### Aim 1:
Please find every line in the listing that contains the word "brown", and copy each of those lines. Case counts.

Tuesday, January 22, 2013

Frankenmuth Hefeweizen Shredded Chicken Tacos

I'm going to come right out and say it: I can't take any credit for this recipe.  None what-so-ever.  The thing for which I can take credit?  Finding this recipe on Frankenmuth Brewery's website.  Impressive, right?

I made these for dinner this past weekend and they were just too delicious not to share the recipe with you.  Slow cooking the chicken for 4-5 hours in beer not only made the chicken incredibly moist, but also resulted in a flavor that's the best of spicy and sweet. I hope you enjoy these tacos as much as we did!

For this recipe, you will need:
4 boneless, skinless chicken breasts
1 Frankenmuth Hefeweizen (12 ounces)
1/3 cup chicken broth
1 large chopped onion
5 garlic cloves, minced
2 jalapeños, seeded and minced
1/2 lime juiced
1/2 teaspoon sugar
1 teaspoon cumin
2 teaspoons oregano
1/2 teaspoon coriander
1/2 cup chopped cilantro
1 tablespoon olive oil
Flour tortillas

Taco toppings, such as:

Shredded cheddar cheese
Sour cream
Heat a sauce pan with olive oil and sauté chopped onion until you can see through the onion. Add the spices and garlic to the onions and allow them to heat for a few minutes. Pour in chicken broth, mix the concoction all together and pull it off the stove top.

Season chicken with salt and pepper and put into a crock pot. Cover the mixture from the sauce pan over top of the chicken. 

Pour in Frankenmuth Hefeweizen and add in jalapenos, cilantro and sugar. Allow chicken to cook on low for 4 to 5 hours.

Once the chicken has cooked through, pull out of crock put and place into a bowl. Using a fork, shred the chicken, place it in the warmed flour tortillas and add the onions from the crock pot. Garnish with as many toppings as your heart desires. Kick back with the Frankenmuth Hefeweizen you haven’t used for cooking and enjoy this traditional Cinco De Mayo recipe with some friends and family.

Wednesday, January 16, 2013

Bottled Michigan: Founders Furniture City Stock Ale

The second largest city in Michigan harbors a deep and lengthy history of making furniture; as home to five of the biggest furniture companies in the world, it boasts the nickname Furniture City. More recently, Grand Rapids has been dubbed Beer City USA, a name well earned for its strength in brewing, from nationally known brand such as Founders Brewing Company to recently ressurected names flush with history, like the Grand Rapids Brewing Company.

### Point placement listing:
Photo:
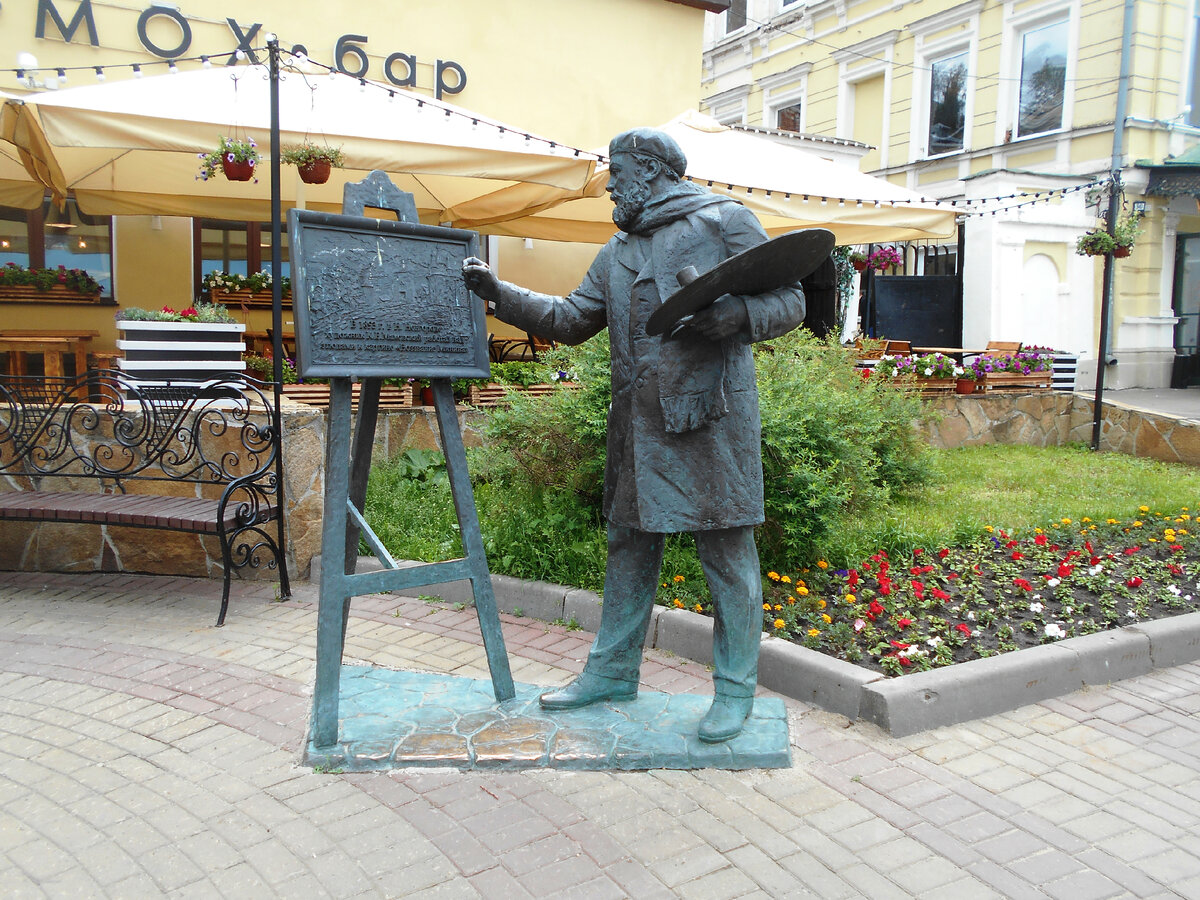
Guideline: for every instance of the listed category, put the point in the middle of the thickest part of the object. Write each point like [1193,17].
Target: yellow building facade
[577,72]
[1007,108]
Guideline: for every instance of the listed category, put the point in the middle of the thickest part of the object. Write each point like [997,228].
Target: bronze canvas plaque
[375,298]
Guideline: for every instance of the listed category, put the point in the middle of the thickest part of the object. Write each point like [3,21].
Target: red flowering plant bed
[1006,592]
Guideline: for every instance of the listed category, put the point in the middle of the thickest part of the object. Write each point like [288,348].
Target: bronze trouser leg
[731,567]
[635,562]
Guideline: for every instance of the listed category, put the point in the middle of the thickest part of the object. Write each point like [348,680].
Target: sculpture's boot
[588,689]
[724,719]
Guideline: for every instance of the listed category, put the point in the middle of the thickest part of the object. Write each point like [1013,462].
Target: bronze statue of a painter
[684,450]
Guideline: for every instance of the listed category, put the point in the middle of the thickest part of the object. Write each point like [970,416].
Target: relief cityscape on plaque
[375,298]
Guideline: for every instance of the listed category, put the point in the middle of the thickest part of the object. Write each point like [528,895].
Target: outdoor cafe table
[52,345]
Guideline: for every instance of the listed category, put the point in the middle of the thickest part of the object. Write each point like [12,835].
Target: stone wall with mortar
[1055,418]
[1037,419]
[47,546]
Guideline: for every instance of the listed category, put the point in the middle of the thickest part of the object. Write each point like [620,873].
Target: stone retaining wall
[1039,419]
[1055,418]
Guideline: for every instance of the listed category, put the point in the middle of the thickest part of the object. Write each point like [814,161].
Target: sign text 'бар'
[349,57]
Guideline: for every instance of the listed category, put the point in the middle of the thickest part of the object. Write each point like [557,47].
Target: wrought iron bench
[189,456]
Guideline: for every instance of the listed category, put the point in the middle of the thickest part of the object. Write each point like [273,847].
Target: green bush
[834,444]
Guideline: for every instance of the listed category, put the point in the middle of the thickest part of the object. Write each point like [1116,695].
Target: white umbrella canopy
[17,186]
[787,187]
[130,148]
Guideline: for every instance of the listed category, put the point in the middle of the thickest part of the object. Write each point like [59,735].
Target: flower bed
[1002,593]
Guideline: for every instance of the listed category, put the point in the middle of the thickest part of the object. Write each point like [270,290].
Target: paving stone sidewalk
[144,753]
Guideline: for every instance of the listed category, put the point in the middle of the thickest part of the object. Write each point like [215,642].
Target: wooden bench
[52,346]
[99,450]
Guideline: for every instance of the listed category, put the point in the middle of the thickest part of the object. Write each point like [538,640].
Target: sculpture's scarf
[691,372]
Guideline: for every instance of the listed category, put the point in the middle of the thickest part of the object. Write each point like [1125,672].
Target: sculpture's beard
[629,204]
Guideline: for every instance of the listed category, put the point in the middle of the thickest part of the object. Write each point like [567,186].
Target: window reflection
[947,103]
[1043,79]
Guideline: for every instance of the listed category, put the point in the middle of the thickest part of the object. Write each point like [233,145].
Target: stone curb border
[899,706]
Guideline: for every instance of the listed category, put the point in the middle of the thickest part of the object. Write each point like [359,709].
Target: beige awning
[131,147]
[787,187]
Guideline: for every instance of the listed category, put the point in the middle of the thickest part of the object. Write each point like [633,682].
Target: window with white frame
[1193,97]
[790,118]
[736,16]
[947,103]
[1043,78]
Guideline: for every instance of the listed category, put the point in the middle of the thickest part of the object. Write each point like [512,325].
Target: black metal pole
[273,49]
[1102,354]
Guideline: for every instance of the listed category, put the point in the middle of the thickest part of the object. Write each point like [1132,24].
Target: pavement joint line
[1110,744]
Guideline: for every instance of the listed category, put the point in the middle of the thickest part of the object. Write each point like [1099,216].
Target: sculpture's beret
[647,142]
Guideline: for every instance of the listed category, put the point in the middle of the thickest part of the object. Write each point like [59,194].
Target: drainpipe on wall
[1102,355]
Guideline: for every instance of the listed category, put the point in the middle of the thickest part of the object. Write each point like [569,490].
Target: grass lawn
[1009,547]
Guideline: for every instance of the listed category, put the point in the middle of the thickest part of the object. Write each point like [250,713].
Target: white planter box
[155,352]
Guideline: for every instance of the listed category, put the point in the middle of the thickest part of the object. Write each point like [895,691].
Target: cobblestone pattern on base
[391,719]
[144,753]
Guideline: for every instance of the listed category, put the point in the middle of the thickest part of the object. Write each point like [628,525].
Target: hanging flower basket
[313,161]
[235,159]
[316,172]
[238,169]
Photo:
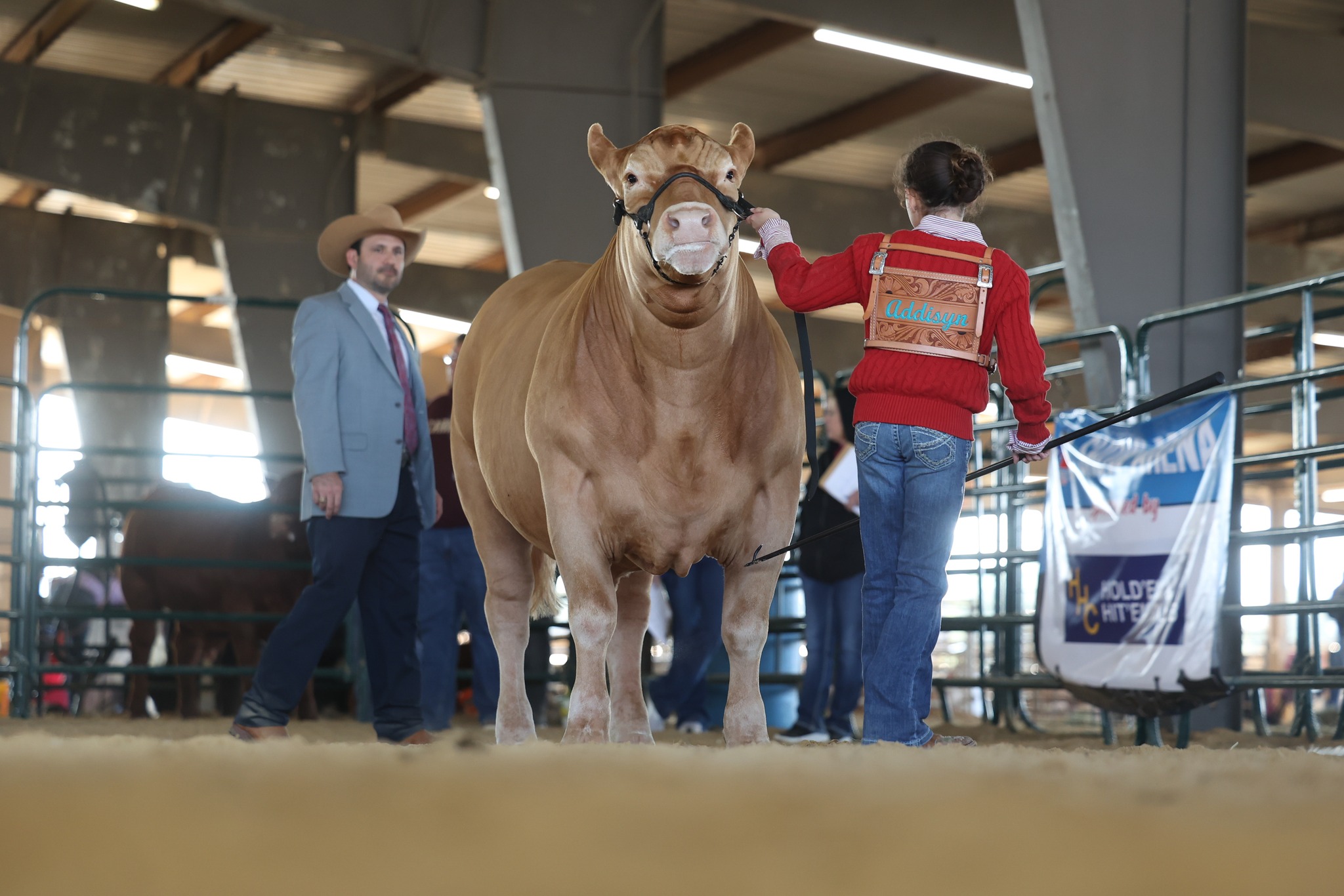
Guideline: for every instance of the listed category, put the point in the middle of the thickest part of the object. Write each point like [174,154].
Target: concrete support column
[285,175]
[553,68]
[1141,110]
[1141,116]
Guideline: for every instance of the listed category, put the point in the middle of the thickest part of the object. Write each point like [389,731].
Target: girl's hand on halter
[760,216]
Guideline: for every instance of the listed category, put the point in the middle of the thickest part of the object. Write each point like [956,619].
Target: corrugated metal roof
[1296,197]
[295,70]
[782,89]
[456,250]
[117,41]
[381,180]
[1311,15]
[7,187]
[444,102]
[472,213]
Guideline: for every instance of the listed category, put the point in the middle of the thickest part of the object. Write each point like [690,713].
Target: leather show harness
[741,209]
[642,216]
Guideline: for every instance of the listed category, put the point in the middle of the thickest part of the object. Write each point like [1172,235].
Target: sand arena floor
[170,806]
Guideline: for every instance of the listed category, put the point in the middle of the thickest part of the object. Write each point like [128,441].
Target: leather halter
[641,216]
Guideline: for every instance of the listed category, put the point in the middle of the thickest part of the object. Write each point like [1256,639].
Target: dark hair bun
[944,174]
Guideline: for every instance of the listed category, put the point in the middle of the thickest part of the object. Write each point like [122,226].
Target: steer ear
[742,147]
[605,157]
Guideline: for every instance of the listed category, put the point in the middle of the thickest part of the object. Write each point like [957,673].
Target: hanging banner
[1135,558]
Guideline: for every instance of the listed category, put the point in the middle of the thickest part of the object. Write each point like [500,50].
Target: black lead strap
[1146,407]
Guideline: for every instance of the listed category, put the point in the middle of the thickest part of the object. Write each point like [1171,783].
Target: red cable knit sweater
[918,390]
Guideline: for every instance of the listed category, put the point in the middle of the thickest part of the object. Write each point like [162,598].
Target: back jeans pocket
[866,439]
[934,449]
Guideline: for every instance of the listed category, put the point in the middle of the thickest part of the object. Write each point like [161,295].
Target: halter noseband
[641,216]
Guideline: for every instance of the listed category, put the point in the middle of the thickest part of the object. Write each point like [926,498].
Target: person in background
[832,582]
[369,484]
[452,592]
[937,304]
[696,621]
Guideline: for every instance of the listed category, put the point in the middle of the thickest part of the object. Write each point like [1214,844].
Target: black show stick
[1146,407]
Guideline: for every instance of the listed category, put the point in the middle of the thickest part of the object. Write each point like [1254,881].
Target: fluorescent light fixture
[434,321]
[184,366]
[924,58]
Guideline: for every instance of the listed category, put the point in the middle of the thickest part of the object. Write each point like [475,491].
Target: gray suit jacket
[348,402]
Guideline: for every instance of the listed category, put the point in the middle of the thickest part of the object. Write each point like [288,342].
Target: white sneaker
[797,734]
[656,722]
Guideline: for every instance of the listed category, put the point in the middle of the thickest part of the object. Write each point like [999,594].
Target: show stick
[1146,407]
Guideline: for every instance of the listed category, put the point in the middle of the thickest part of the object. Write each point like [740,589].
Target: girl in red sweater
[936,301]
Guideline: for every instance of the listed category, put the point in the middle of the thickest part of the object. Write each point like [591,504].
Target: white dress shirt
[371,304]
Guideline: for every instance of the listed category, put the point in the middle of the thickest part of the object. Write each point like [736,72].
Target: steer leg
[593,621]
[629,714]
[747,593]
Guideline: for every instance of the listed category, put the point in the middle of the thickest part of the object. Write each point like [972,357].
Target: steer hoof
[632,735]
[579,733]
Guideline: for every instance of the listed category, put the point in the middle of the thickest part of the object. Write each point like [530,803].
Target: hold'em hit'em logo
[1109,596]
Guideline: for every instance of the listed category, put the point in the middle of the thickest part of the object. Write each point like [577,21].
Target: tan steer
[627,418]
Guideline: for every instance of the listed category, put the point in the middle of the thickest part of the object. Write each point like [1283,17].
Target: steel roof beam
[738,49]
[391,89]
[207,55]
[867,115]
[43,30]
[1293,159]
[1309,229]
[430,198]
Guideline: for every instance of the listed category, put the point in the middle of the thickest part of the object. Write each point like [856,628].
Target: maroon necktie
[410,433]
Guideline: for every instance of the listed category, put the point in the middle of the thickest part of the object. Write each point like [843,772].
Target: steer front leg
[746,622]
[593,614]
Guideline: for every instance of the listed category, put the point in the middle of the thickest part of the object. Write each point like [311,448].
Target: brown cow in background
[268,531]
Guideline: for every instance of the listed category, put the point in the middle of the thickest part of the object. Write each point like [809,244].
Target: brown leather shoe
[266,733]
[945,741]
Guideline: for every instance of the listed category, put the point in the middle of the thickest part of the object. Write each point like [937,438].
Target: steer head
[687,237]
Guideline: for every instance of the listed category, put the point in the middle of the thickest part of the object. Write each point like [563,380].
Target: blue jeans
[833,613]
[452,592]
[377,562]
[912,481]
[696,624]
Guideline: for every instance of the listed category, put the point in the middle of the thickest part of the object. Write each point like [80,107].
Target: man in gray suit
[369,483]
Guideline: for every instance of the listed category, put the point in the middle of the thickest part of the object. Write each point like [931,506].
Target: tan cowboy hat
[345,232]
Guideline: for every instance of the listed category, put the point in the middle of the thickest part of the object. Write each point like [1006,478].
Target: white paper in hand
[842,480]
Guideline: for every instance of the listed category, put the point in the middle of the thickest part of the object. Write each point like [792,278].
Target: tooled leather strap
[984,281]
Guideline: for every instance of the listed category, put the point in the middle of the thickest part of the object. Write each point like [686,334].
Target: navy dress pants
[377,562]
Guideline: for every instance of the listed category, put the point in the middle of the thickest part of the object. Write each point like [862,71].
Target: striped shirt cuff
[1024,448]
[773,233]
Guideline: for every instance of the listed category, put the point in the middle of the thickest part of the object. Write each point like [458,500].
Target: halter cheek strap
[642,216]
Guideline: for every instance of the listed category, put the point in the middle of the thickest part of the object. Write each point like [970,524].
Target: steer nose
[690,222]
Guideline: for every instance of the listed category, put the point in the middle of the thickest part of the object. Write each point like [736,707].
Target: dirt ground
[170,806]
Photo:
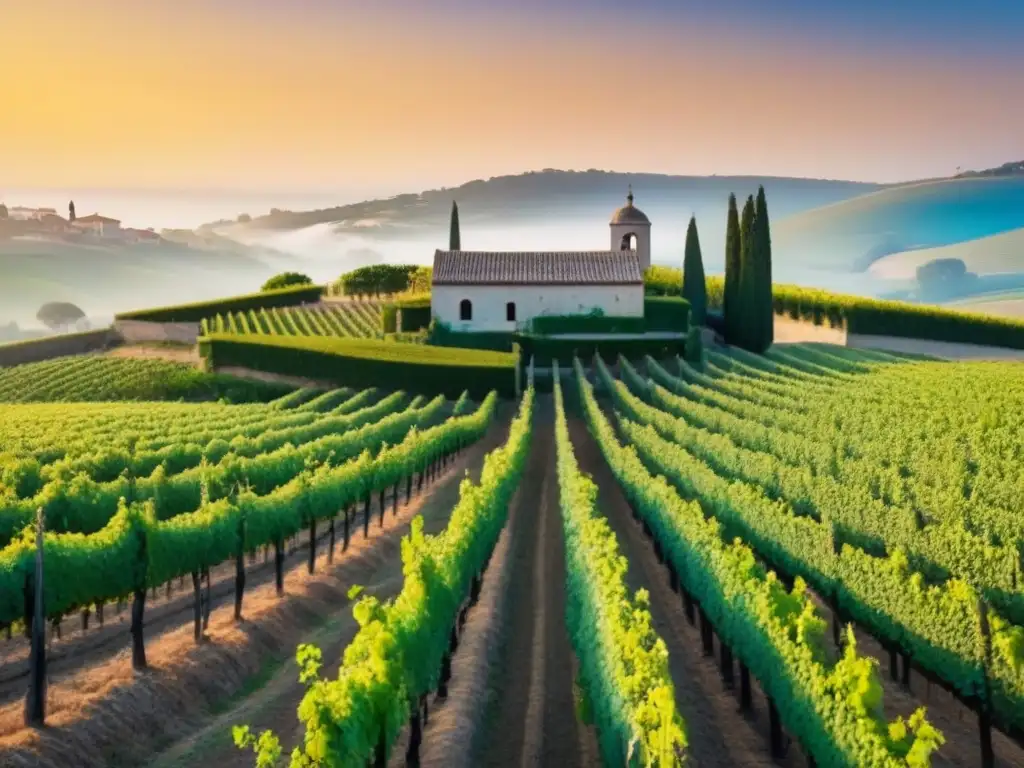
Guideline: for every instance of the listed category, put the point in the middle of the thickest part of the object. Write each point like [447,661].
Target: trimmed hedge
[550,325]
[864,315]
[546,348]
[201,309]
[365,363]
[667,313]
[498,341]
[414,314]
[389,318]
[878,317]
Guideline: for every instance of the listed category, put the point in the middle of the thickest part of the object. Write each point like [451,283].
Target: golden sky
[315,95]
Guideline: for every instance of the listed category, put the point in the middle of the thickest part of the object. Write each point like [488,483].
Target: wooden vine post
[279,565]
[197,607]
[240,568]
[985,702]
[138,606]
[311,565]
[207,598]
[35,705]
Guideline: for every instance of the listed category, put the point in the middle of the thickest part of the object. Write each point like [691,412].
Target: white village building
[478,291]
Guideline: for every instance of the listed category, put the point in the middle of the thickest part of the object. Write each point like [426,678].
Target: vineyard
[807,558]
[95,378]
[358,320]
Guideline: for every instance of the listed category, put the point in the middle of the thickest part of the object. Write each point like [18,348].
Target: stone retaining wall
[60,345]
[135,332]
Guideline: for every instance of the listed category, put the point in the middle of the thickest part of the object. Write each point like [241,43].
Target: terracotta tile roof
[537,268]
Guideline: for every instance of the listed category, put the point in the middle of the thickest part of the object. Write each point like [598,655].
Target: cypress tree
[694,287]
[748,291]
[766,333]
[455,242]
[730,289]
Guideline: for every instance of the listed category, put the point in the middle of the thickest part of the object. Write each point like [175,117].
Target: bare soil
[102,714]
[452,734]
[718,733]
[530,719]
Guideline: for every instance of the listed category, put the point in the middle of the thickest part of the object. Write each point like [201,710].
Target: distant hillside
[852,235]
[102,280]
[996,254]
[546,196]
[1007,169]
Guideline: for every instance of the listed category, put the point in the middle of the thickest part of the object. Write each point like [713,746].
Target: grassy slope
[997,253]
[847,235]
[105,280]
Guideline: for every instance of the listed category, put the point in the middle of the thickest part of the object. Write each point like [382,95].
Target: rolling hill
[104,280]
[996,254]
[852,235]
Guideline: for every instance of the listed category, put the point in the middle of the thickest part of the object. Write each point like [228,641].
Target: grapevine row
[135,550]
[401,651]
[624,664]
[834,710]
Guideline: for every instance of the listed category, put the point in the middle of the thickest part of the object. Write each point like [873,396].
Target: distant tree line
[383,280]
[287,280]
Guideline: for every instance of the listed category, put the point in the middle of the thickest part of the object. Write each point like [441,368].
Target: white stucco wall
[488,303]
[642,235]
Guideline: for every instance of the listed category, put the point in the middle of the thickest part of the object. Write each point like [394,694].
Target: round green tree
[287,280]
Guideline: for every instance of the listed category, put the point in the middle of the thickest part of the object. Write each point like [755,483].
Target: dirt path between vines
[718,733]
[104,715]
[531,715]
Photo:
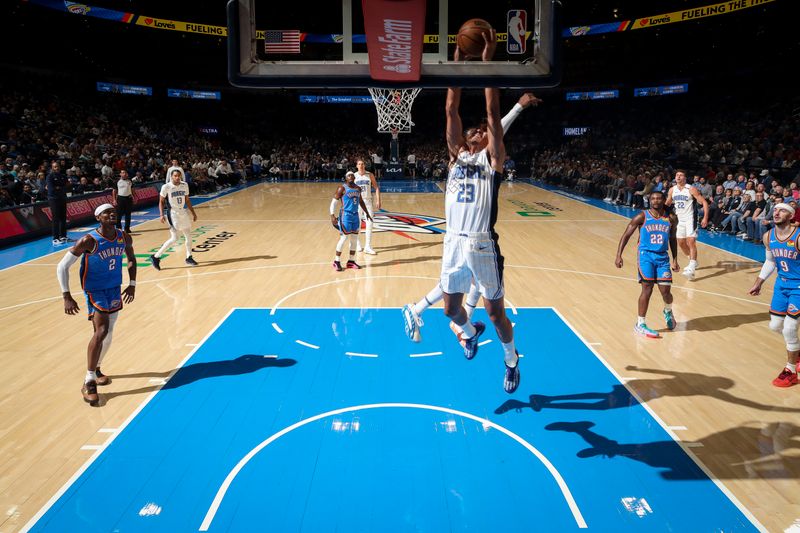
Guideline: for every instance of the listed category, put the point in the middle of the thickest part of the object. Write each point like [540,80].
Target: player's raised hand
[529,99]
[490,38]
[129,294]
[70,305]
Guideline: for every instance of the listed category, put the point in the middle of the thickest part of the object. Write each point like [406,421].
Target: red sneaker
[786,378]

### Aim 2:
Copy the stretch of the chicken taco post from "I made these" through "much as we did!".

### Worked answer 1:
Target: brown cow in background
Target: brown leather shoe

### Worked answer 2:
I made these for dinner this past weekend and they were just too delicious not to share the recipe with you.  Slow cooking the chicken for 4-5 hours in beer not only made the chicken incredibly moist, but also resulted in a flavor that's the best of spicy and sweet. I hope you enjoy these tacos as much as we did!